__WHAT THE TASK REQUIRES__
From the lines below, extract each one that contains the word "every" and copy it in full.

__ROWS__
= = = = =

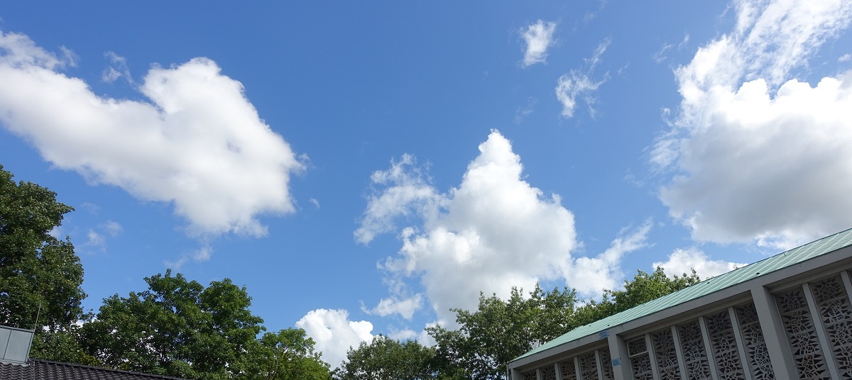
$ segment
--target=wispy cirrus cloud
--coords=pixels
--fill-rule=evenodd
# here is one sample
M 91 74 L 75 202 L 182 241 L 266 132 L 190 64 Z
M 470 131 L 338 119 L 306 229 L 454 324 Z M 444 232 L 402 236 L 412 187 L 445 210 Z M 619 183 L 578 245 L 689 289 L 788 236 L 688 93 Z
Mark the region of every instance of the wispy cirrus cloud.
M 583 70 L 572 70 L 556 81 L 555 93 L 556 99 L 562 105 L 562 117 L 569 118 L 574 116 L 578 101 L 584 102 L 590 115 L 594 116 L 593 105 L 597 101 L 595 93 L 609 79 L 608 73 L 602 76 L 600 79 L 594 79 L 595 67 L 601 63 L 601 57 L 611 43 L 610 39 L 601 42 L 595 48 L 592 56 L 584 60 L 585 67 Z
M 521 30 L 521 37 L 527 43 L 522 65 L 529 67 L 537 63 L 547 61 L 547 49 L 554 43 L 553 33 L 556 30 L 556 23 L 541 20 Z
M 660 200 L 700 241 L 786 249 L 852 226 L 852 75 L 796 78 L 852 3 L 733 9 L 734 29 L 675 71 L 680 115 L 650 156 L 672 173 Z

= = = = =

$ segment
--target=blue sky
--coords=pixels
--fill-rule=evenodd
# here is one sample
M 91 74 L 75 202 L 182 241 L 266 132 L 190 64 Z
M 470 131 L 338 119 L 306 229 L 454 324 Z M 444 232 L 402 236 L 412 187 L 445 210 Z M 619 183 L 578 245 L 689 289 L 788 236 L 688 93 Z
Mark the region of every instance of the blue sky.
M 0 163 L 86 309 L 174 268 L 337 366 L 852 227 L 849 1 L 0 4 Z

= = = = =

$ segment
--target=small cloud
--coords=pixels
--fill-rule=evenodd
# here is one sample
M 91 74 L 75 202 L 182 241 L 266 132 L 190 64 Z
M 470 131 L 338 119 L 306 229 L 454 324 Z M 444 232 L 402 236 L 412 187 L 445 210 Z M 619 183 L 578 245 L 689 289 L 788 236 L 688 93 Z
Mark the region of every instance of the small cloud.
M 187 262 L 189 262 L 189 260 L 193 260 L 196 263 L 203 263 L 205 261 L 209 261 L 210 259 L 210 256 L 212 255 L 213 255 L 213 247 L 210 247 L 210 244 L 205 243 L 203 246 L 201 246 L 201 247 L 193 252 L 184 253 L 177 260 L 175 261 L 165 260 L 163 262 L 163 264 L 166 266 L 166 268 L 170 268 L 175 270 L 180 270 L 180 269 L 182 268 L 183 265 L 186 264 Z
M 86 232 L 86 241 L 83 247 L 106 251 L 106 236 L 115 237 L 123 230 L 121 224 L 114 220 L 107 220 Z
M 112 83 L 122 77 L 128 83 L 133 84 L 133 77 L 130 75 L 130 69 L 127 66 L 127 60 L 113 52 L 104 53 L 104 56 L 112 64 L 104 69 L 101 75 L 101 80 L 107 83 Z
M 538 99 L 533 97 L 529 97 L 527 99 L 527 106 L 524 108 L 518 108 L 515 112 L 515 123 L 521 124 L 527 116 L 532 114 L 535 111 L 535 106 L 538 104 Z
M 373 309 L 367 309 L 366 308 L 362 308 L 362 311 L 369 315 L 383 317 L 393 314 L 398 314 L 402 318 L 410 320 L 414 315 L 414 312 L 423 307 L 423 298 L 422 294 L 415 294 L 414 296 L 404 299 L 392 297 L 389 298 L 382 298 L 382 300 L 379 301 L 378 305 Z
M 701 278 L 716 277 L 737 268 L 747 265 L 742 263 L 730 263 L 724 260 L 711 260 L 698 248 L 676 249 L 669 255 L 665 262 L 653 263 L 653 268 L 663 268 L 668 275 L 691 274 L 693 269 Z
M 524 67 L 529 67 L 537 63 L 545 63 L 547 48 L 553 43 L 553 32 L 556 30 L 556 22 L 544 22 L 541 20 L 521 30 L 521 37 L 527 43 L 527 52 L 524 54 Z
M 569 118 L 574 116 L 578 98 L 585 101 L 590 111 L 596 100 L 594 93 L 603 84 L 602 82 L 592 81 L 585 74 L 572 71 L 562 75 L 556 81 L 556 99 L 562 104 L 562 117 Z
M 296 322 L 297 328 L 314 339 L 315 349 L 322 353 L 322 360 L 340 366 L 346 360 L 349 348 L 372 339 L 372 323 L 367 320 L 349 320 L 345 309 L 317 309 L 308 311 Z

= = = = =

__ANSWER TO THE EXERCISE__
Mark the region of every instance of the wispy cirrus cloud.
Mark the region of every instance of the blue sky.
Mark the region of every instance of the small cloud.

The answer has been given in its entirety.